__INFORMATION GIVEN__.
⁂
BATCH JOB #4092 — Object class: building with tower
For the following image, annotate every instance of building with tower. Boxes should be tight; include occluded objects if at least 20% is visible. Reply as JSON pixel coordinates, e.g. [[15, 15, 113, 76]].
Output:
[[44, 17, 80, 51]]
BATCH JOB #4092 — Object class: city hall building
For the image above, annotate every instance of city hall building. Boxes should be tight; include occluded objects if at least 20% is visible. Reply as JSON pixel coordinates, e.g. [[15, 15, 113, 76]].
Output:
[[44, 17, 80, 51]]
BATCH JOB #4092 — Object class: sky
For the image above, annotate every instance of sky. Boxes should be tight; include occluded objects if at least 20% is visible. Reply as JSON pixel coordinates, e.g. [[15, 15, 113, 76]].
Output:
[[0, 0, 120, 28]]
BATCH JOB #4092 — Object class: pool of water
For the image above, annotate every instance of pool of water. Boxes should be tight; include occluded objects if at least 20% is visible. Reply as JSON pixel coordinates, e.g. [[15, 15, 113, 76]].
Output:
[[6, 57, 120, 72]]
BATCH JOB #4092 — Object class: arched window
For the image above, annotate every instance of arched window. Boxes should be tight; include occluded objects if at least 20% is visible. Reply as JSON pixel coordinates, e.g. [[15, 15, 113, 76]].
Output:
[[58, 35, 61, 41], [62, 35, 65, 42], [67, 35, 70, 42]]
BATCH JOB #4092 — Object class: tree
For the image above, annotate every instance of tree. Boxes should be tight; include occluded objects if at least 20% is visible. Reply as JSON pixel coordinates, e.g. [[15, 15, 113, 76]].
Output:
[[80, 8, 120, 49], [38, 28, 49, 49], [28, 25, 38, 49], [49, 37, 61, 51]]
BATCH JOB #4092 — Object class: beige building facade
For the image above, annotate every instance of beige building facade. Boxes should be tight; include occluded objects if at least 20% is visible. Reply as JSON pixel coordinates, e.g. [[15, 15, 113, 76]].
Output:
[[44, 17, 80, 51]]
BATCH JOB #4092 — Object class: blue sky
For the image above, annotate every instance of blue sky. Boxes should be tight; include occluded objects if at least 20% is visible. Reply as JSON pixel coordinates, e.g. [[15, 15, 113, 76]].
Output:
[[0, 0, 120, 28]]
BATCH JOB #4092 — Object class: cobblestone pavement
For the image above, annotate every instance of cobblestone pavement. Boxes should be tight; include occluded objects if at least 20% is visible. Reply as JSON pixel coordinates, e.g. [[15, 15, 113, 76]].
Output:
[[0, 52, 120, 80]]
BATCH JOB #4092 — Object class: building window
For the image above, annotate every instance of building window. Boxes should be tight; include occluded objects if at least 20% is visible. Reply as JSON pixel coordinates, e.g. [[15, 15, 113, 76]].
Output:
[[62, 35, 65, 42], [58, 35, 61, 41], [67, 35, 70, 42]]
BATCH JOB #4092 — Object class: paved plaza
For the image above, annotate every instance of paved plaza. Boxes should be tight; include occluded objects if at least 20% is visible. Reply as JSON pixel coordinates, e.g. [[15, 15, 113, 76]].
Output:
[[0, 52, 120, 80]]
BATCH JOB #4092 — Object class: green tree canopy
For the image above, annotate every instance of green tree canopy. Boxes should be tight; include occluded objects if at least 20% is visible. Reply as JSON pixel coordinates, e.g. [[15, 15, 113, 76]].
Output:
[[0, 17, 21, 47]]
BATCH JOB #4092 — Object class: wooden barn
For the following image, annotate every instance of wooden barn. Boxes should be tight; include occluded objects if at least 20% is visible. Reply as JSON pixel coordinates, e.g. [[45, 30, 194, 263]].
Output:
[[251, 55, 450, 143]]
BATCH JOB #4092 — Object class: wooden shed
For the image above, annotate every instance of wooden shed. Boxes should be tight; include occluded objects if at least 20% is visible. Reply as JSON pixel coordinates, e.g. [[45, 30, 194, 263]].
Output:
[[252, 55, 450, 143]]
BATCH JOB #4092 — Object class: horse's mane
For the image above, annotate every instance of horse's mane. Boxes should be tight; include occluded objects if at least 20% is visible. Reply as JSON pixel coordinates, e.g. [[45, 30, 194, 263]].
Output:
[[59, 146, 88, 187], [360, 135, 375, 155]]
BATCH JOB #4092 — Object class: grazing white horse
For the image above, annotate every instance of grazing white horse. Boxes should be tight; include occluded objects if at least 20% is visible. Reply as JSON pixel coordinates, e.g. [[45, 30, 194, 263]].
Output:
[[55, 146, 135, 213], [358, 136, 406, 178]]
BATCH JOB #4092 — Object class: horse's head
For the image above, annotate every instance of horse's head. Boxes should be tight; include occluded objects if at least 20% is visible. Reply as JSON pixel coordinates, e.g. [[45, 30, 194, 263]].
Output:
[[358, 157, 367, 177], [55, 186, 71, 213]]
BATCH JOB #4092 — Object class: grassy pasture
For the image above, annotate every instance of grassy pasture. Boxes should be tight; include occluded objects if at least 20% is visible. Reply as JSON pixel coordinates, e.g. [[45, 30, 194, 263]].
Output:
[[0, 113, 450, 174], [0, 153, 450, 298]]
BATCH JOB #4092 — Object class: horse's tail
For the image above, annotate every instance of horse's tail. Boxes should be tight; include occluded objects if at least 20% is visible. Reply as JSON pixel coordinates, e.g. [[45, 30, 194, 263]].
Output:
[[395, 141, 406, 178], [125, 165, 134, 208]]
⁂
__DIRECTIVE__.
Render the lines from the line with "BATCH JOB #4092 — Object class: tree" to the line with "37, 61, 51]]", both included, as a numbered list with blank lines omitted.

__REPLY TO THE TASK__.
1. BATCH JOB #4092 — Object class: tree
2. For the image above, annotate every instance of tree. Boxes should be tight; include occluded objects if at least 20% is visible. Reply as JSON pixel coordinates, e.g. [[15, 15, 113, 76]].
3. Output:
4. [[80, 8, 120, 49], [38, 28, 49, 49], [28, 25, 38, 49], [49, 37, 61, 51]]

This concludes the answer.